§ TASK TO CARRY OUT: Copy every one of the records below verbatim, line for line, leaving out the pictures.
-- Start of LISTING --
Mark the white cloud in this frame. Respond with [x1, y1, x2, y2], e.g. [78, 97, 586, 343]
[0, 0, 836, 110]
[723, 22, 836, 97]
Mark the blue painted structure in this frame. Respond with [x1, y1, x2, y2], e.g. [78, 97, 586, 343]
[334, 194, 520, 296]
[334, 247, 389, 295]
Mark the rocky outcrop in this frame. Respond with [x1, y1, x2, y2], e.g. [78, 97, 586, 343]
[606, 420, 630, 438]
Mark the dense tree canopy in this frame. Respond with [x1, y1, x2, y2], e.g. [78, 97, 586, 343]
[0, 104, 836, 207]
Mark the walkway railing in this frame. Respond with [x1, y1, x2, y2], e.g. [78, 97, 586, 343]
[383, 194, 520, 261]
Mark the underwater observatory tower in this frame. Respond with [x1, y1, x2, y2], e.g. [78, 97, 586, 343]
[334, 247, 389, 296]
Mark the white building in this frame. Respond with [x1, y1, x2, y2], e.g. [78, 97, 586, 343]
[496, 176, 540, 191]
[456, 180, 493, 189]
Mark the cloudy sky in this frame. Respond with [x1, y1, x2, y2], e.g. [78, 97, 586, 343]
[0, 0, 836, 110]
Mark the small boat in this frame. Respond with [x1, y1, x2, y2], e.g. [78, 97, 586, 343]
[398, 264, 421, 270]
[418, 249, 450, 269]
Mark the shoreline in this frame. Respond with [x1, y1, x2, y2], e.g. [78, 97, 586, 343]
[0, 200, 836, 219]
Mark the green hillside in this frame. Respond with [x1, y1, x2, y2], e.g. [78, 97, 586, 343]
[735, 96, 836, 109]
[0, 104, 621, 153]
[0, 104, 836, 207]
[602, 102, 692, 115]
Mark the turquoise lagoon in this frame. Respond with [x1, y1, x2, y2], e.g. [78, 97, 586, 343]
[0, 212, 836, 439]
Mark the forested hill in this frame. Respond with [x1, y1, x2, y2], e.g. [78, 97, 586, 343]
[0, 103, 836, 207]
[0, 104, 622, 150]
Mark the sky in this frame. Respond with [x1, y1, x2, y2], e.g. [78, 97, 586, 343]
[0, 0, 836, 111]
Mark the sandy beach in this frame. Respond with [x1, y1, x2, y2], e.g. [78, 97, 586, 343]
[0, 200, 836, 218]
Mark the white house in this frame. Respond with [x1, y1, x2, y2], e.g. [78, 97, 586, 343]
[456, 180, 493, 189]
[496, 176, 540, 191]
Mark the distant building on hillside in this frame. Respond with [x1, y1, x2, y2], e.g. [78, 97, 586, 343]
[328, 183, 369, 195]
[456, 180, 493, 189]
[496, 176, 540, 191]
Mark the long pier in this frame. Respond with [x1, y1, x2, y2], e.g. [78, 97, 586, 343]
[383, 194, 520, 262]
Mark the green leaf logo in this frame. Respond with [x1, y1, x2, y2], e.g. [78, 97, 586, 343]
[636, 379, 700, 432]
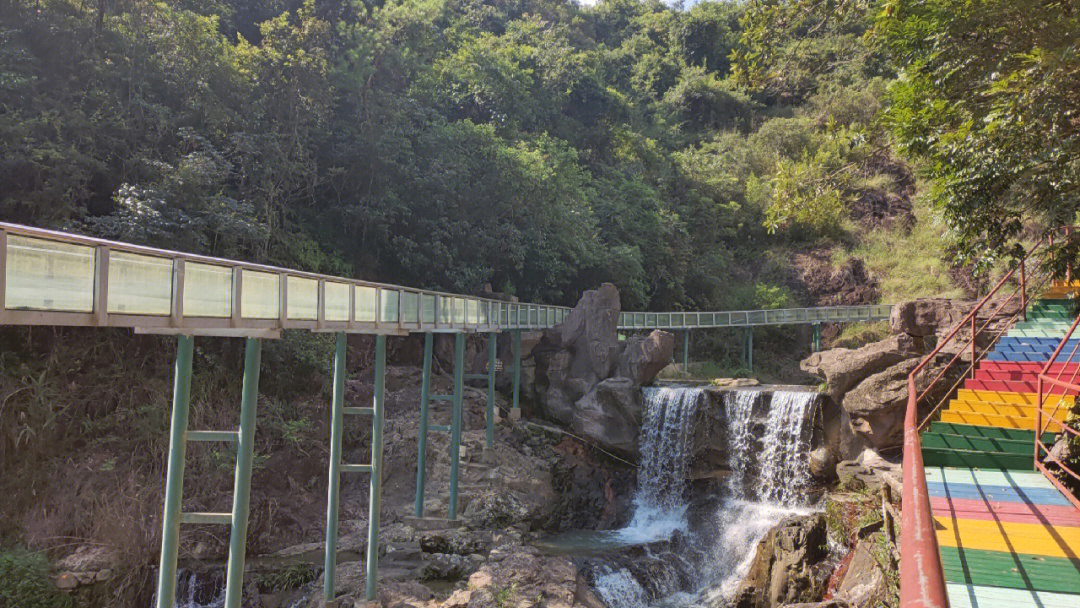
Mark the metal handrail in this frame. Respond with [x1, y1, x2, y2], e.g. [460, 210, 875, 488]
[1035, 306, 1080, 509]
[900, 238, 1047, 608]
-- End of LISTING --
§ COMPLETE ANSWER:
Mark the white cloud in this frame. Respond with [x1, y1, x2, y2], e.g. [78, 97, 586, 343]
[0, 0, 836, 110]
[723, 22, 836, 97]
Mark the blue painted structure in this frame. Respond with [x1, y1, x2, y2], e.g. [78, 97, 586, 343]
[334, 194, 520, 296]
[334, 247, 389, 295]
Mark the rocky outcrop in this frame. Respond with [x1, y1, x2, y2], e.g. [78, 97, 586, 343]
[606, 420, 630, 438]
Mark the dense tree canopy in this frame. Respond with [x1, y1, x2, y2], e.g. [78, 97, 586, 343]
[0, 104, 836, 207]
Mark the walkway railing in this frame. Respond with [x1, y1, x2, y2], e.g. [78, 97, 586, 343]
[383, 194, 520, 261]
Mark the underwater observatory tower in this frame. Respond with [x1, y1, x2, y2], e.g. [78, 97, 586, 343]
[334, 247, 389, 296]
Mark the white building in this frame. Respond with [x1, y1, x2, y2], e.g. [78, 97, 586, 343]
[496, 176, 540, 191]
[456, 180, 493, 189]
Mark the cloudy sky in this frame. Respond with [x1, y1, x2, y2], e.g. [78, 97, 586, 343]
[0, 0, 836, 110]
Mark the small boat in this frame. Respond with [x1, y1, x2, y2], e.g. [78, 97, 586, 343]
[398, 264, 421, 270]
[418, 249, 450, 269]
Mark the shoreline in this frame. Respond with [x1, y1, x2, y2], e.g. [78, 97, 586, 343]
[0, 200, 836, 219]
Mark the green hillside in this frame. Respond with [x1, y1, x2, y2], e.g. [78, 97, 586, 343]
[735, 96, 836, 109]
[0, 104, 621, 153]
[0, 104, 836, 207]
[602, 102, 692, 115]
Mark the turquoise lagoon in this frame. Respond with [x1, y1, x2, y2], e.g. [78, 97, 586, 343]
[0, 212, 836, 439]
Mark the forested hill in this frame. Respond with [x1, y1, x2, y2], e.g. [78, 97, 586, 343]
[0, 103, 836, 207]
[0, 104, 622, 150]
Mark the sky in this frame. Respond with [x1, y1, x2, y2], e.g. [78, 97, 586, 343]
[0, 0, 836, 111]
Mark the sandy beach in this frame. Respond with [x1, y1, x2, y2], e.g. [78, 97, 586, 343]
[0, 200, 836, 218]
Mark the white house in this frame. Respond with [x1, y1, x2, y2], e.g. [78, 97, 586, 343]
[456, 180, 493, 189]
[496, 176, 540, 191]
Mark the distant building on hillside in this frame. Respond with [x1, y1, x2, y2], e.g. [78, 97, 586, 343]
[328, 183, 369, 195]
[456, 180, 493, 189]
[496, 176, 540, 191]
Mark the long pier in this frame. Respond with [x1, y1, x2, y2], e.g. [78, 97, 586, 343]
[383, 194, 520, 262]
Mark the green leaf logo in this frame. Respond with [x1, y1, x2, y2], e.g. [78, 97, 586, 343]
[636, 379, 700, 432]
Mark the metal handrail in this frame. Respond with [x1, y1, x2, y2], e.g. [460, 210, 875, 488]
[1035, 306, 1080, 509]
[900, 238, 1047, 608]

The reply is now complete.